# Quoted passage
————————

Osmotic diarrhea is a prevalent condition, caused by food intolerance, celiac disease, and widespread use of laxatives. Previous work has shown that, during osmotic diarrhea, there is increased susceptibility to infection by pathogens, indicating that disrupted abiotic conditions may have detrimental effects on key microbiota functions, including colonization resistance. In previous work we have shown that osmotic diarrhea disrupts the colonic environment, leads to extinction of key bacterial families, and decreases microbial diversity. We seek to discover the mechanisms involved in microbiota resilience to osmotic perturbation due to osmotic diarrhea by determining the behavior of key microbial families in clinical samples and then testing specific mechanisms in the laboratory.

Phage Dynamics

One of the ways that bacterial community dynamics are affected during abiotic perturbations is through changes in the infective and reproductive abilities of viruses that infect bacteria, known as bacteriophages or phages. Although phages are the most abundant organisms on Earth, we know very little about the complexities of the relationship between them and their bacterial hosts, particularly in the context of abiotic perturbations. Understanding the molecular mechanisms underlying this interaction is essential to understanding microbial communities associated with various hosts and environments. Our lab aims to unravel the bacterial as well as phage-dependent mechanisms by which phage infection is resilient to environmental perturbations.

————————

# Data
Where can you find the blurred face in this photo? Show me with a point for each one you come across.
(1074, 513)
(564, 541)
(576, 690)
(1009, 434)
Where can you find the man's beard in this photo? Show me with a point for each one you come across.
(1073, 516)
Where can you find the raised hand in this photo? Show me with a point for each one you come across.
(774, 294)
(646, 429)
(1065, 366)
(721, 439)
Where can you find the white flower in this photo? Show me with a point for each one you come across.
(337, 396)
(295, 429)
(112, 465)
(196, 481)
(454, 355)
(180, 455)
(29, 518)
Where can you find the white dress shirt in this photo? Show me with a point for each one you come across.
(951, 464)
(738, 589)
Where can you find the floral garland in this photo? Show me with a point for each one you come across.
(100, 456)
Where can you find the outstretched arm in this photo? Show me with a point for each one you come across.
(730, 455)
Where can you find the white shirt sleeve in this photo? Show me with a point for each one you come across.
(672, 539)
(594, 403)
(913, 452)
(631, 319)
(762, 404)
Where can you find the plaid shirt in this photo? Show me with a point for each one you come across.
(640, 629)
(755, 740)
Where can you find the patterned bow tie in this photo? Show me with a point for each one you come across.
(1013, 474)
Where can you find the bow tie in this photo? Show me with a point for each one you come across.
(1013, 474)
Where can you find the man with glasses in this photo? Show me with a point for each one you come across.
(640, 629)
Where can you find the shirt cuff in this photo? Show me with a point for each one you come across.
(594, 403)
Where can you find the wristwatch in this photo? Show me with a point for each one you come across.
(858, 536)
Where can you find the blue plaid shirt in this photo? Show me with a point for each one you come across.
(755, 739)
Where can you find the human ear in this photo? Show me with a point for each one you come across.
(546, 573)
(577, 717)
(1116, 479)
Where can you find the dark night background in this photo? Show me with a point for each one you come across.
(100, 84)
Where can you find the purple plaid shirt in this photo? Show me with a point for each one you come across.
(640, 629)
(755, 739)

————————

# Exercise aim
Could you extend the research description on osmotic diarrhea and phage dynamics with a further paragraph that follows on from its final sentence?

# Answer for this exercise
Gut microbiota and abiotic environmental conditions in IBD

The varying abiotic intestinal microenvironment (pH, osmolality, mucus availability) in inflammatory bowel disease (IBD) restricts the ability of certain bacteria to grow in the gut, thereby limiting fecal microbiota transplant (FMT) efficacy. We know very little about the mechanisms of interplay between the gut microbiota and abiotic environmental conditions in IBD. Our objectives are therefore to 1) determine how the IBD microbiota changes the abiotic gut environment and 2) predict and engineer the ability of microbial members from healthy subjects to colonize an altered IBD gut environment and ameliorate it. By characterizing the luminal environment (pH, osmolality, mucus and bacterial components) from IBD models and human biopsies and using in vitro and bioengineering approaches combined with computational analysis we aim to create a predictive model of the interplay between gut environment and microbial communities in IBD. This understanding is necessary to improve treatment efficacy and to develop novel personalized IBD therapies.